▶ [SOURCE MATERIAL]:
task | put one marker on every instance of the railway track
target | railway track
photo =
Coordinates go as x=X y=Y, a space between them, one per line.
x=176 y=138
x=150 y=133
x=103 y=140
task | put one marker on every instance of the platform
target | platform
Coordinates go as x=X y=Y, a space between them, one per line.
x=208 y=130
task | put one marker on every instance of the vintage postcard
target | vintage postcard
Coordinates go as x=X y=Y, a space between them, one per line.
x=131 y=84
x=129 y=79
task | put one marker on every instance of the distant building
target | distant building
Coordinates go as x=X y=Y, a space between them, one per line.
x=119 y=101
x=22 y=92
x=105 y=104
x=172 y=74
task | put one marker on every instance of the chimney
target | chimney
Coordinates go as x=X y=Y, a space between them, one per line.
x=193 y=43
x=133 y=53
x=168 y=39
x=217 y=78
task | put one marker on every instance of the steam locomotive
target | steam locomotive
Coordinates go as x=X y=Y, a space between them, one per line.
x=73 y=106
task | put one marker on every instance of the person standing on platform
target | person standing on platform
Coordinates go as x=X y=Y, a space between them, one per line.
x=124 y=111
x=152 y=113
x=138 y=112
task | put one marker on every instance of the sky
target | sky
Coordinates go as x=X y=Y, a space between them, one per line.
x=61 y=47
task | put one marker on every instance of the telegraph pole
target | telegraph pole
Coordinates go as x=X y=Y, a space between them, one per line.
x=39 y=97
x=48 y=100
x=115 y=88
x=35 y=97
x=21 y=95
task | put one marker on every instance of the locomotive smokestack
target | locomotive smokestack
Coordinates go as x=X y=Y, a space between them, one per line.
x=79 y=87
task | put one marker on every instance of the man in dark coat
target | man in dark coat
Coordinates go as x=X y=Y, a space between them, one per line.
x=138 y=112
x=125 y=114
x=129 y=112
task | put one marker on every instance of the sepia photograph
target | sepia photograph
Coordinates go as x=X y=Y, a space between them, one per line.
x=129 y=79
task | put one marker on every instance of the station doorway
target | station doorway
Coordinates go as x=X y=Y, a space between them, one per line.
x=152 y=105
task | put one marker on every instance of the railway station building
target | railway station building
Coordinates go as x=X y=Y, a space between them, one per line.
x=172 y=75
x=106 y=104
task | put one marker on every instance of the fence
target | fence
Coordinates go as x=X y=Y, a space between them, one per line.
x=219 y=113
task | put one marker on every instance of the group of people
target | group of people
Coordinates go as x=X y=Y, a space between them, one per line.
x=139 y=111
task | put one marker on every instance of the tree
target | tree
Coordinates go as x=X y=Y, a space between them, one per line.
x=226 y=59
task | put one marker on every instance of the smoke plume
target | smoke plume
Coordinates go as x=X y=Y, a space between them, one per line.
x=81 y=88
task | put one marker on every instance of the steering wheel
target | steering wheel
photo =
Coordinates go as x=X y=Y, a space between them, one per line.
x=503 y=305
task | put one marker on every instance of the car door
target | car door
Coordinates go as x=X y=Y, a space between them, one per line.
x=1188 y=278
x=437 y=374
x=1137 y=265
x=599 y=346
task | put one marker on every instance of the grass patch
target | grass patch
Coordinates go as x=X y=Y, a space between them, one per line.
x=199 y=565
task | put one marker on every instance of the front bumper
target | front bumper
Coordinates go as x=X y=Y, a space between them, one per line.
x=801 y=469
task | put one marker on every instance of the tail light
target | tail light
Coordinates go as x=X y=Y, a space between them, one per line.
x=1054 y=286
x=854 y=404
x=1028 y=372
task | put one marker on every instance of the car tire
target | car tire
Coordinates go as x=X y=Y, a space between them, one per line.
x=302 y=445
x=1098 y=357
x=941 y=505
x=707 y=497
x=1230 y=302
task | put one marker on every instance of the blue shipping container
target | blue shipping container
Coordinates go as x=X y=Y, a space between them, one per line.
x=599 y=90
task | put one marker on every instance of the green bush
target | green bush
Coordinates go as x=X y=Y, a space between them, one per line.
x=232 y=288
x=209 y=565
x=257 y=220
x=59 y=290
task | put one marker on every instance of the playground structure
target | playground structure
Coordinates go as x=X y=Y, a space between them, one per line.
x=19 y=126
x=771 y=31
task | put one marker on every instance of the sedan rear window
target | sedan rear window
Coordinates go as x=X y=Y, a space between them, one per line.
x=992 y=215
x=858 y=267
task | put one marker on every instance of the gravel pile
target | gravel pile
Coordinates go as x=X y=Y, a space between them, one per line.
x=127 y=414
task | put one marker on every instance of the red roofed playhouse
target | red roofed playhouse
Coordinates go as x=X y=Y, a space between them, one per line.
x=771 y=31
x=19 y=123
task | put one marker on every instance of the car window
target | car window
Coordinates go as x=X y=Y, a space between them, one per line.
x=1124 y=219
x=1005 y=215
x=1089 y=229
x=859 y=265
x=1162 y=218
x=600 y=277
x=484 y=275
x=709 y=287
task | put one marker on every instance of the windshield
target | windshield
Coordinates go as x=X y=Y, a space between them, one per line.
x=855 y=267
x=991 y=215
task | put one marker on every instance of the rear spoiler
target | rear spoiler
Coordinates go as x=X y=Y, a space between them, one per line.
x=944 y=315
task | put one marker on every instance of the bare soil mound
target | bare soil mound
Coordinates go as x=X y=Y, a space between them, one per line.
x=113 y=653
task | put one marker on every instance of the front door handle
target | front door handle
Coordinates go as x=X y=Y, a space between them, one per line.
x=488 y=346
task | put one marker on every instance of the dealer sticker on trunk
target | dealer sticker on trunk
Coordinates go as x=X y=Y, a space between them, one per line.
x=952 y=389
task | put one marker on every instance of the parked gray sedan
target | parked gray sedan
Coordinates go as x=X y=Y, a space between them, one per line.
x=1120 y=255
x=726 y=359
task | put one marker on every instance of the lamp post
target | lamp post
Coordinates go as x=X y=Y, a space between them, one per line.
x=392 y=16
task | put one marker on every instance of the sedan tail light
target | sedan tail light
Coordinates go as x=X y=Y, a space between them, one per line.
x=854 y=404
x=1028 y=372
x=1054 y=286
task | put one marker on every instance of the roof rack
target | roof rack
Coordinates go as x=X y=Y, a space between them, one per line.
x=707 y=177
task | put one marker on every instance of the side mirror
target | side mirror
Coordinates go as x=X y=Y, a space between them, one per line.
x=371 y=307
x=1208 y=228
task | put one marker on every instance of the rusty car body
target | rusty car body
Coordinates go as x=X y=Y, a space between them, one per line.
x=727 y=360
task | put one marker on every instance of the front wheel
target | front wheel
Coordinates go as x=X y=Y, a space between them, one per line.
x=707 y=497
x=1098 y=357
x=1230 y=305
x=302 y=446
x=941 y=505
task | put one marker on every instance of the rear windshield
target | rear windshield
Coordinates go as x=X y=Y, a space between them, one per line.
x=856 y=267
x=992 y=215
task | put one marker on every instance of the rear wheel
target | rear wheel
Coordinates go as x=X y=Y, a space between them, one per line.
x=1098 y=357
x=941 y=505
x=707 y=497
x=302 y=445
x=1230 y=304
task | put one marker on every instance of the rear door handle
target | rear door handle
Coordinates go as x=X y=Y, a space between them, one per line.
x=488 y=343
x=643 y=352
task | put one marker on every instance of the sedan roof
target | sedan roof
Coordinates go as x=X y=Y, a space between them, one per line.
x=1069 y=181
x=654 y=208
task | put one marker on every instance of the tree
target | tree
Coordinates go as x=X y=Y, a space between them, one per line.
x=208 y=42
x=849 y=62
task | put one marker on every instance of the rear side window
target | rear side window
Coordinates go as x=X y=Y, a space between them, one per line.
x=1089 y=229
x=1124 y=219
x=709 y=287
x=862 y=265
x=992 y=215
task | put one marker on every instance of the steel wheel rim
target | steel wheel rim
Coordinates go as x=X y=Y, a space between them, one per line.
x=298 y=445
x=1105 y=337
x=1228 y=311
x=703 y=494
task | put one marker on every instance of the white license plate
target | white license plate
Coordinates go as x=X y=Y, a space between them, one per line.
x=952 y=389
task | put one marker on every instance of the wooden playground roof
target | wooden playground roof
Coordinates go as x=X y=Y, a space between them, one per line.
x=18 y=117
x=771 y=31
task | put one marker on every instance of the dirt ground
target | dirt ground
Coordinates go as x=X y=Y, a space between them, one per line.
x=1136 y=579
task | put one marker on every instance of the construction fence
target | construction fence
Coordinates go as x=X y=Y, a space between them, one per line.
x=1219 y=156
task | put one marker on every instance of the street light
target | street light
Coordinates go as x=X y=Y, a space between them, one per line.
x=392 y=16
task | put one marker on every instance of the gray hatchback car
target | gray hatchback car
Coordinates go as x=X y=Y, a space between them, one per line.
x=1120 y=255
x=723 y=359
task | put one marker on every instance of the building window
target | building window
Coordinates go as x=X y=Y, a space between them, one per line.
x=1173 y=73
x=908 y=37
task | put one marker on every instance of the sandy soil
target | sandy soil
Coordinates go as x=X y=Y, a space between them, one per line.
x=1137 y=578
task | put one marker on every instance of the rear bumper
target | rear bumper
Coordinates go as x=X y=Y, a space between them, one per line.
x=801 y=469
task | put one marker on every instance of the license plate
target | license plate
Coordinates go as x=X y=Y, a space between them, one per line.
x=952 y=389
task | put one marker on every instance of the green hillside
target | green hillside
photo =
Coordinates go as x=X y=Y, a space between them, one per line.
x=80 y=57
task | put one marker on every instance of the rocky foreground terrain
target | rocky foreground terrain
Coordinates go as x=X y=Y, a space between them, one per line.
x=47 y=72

▶ [INSTRUCTION]:
Please rewrite in full every line, starting with the line that contains "task | put one marker on every instance of the parked" and going on through the line that contains "x=1230 y=304". Multiply each answer coordinate by 2.35 and round it to a whole number, with halves rounded up.

▶ [EXERCISE RESULT]:
task | put one marker on every instance of the parked gray sedan
target | parked gray sedan
Coordinates go as x=X y=Y, a space between them, one per line.
x=2632 y=599
x=1706 y=844
task | put one marker on every instance of the lamp post
target | lamp post
Coordinates go as x=X y=Y, a space between them, one per line.
x=921 y=38
task | put one marker on every instance of the sedan tail light
target | sedan tail light
Coordinates go as x=X y=Y, a space between them, one per line.
x=2007 y=949
x=2416 y=874
x=2477 y=672
task | put one marker on every instance of the roof rack
target | roof rack
Coordinates go as x=X y=Y, a space between them, one per line.
x=1661 y=416
task | put one marker on every instance of the side mirror
target | side mirror
Coordinates go as x=X y=Y, a space between them, one per line.
x=872 y=721
x=2839 y=536
task | put one marker on every instance of the rusty car body
target | rusty car body
Coordinates go as x=X y=Y, a space between them, one per line.
x=1708 y=846
task | put one marker on every instance of the front wheel
target | front wheel
Coordinates go as x=X y=Y, a space between them, one per line.
x=1661 y=1168
x=2580 y=839
x=2891 y=717
x=710 y=1048
x=2211 y=1187
task | put one marker on every instance of the rear windshield
target | rear windshield
Coordinates go as x=X y=Y, a space between them, one per line.
x=2012 y=627
x=2331 y=505
task | put one marker on every instance of the rear wheel
target | rear wheel
Coordinates go as x=X y=Y, a space between them, one per line.
x=2580 y=839
x=2211 y=1187
x=1661 y=1168
x=710 y=1046
x=2891 y=714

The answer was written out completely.